**EXERCISE INSTRUCTIONS**
1. Rewrite the part of the sutta translation that opens with the words "SN 12.15 PTS: S" and closes with "of right view.", using "Teacher" in place of "Buddha".
2. Pick up the sutta translation where it stops and continue writing it.

Postby mikenz66 » Mon Jan 23, 2012 8:42 pm

SN 12.15 PTS: S ii 16 CDB i 544
Kaccaayanagotto Sutta: Kaccaayana
translated from the Pali by Maurice O'Connell Walshe


The Buddha explains to Ven. Kaccayana Gotta how dependent co-arising applies in the development of right view.

http://www.accesstoinsight.org/tipitaka ... .wlsh.html

[At Saavatthii the Ven. Kaccaayana asked the Blessed One:] "'Right view,[1] right view,' it is said, Lord. In what way, Lord, is there right view?'

"The world in general, Kaccaayana, inclines to two views, to existence[2] or to non-existence.[3] But for him who, with the highest wisdom, sees the uprising of the world as it really is,[4] 'non-existence of the world' does not apply, and for him who, with highest wisdom, sees the passing away of the world as it really is, 'existence of the world' does not apply.

"The world in general, Kaccaayana, grasps after systems and is imprisoned by dogmas.[5] But he[6] does not go along with that system-grasping, that mental obstinacy and dogmatic bias, does not grasp at it, does not affirm: 'This is my self.'[7] He knows without doubt or hesitation that whatever arises is merely dukkha[8] that what passes away is merely dukkha and such knowledge is his own, not depending on anyone else. This, Kaccaayana, is what constitutes right view.

"'Everything exists,'[9] this is one extreme [view]; 'nothing exists,' this is the other extreme. Avoiding both extremes the Tathaagata[10] teaches a doctrine of the middle: Conditioned by ignorance are the formations... [as SN 12.10]... So there comes about the arising of this entire mass of suffering. But from the complete fading away and cessation of ignorance there comes the cessation of the formations, from the cessation of the formations comes the cessation of consciousness... So there comes about the complete cessation of this entire mass of suffering."


Notes

1. Samma Di.t.thi: the first step of the Noble Eightfold Path, lit. "Right Seeing." It is also rendered "Right Understanding," but the connotations of this are too exclusively intellectual. The rendering "Right Views" (plural) is to be rejected, since it is not a matter of holding "views" (opinions) but of "seeing things as they really are."

**PROVIDED DATA**

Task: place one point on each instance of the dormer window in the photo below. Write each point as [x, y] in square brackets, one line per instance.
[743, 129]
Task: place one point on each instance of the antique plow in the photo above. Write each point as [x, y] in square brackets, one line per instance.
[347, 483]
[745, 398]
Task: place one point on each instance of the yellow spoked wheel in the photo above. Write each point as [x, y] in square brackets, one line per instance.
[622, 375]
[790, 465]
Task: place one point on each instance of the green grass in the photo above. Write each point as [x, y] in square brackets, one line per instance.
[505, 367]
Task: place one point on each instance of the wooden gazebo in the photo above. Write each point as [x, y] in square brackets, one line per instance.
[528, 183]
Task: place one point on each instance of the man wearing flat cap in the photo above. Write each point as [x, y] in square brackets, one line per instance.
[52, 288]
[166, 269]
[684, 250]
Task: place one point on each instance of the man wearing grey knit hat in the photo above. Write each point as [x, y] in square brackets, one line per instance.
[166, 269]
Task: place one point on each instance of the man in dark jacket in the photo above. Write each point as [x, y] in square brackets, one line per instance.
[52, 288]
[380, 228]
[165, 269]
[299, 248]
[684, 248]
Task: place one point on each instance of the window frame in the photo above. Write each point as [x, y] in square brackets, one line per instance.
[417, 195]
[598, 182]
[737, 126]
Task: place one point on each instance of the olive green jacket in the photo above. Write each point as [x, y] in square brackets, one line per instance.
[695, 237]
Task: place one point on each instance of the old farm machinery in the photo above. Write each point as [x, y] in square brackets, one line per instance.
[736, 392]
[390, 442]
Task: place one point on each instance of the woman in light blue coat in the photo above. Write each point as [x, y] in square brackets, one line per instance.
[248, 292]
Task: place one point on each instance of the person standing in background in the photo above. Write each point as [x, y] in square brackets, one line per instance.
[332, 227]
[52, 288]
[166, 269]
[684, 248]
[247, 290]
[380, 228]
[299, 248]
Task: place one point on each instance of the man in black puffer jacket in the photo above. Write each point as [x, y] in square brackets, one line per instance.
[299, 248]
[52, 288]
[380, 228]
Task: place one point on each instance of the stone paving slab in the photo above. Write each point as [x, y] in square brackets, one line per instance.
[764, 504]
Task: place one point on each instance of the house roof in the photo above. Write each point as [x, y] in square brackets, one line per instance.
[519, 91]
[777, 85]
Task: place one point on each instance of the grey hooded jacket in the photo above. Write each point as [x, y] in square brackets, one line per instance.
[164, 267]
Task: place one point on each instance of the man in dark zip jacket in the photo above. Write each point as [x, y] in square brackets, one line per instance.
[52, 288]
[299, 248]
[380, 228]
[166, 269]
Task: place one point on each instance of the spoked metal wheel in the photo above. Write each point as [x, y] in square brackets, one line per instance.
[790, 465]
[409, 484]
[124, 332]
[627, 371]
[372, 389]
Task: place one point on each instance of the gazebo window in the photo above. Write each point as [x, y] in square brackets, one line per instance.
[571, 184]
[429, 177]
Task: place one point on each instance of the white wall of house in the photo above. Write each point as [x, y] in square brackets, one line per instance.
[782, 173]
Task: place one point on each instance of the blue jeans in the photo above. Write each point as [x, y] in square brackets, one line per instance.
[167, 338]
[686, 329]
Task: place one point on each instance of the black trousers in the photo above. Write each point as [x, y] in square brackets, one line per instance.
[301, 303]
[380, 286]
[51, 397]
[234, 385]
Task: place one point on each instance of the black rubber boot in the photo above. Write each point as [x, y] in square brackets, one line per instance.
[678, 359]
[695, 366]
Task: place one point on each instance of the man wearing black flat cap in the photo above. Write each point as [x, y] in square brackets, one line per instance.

**ANSWER LIST**
1.
SN 12.15 PTS: S ii 16 CDB i 544
Kaccaayanagotto Sutta: Kaccaayana
translated from the Pali by Maurice O'Connell Walshe


The Teacher explains to Ven. Kaccayana Gotta how dependent co-arising applies in the development of right view.

2.
2. Atthitaa: "is-ness." The theory of "Eternalism" (sassatavaada).

3. Natthitaa: "is-not-ness." The theory of "Annihilationism" (ucchedavaada). All forms of materialism come under this heading. See the discussion in Bhikkhu Bodhi's translation of DN 1, The All-Embracing Net of Views (BPS 1978), pp. 30-33.

4. Yathaabhuuta.m: cf n. 1.

5. Or, as we might say today, "ideologies" or "isms."

6. I take this to mean the man who sees "with the highest wisdom" mentioned above. Mrs Rhys Davids seems to have gone slightly astray here.

7. [Attaa me ti:] Cf. SN 3.8, n. 1. http://www.accesstoinsight.org/tipitaka ... .wlsh.html
Feer's edition of SN reads here attaa na me ti "this is not myself," which would also make sense but is contradicted, not only in SA [Commentary], but also when the story is repeated at SN 22.90. http://www.accesstoinsight.org/tipitaka ... .than.html

8. The usual translation "suffering," always a makeshift, is inappropriate here.
Dukkha in Buddhist usage refers to the inherent unsatisfactoriness and general insecurity of all conditioned existence.

9. Sabbam atthi. From the Sanskrit form of this expression, sarvam asti (though used in a slightly different sense) the Sarvaastivaadin school got their name. They held that dharmas existed in "three times," past, present and future. It was mainly to this early school that the label "Hiinayaana" ("Lesser Career or Vehicle") was applied and later illegitimately applied to the Theravaada (see SN 12.22, n. 1 ).

10. Lit. probably either "Thus come" tathaa-aagata or "Thus gone (beyond)" (tathaa-gata): the Buddha's usual way of referring to himself. For other meanings cf. Bhikkhu Bodhi, The All-Embracing Net of Views (BPS 1978), pp. 50-53, 331-344.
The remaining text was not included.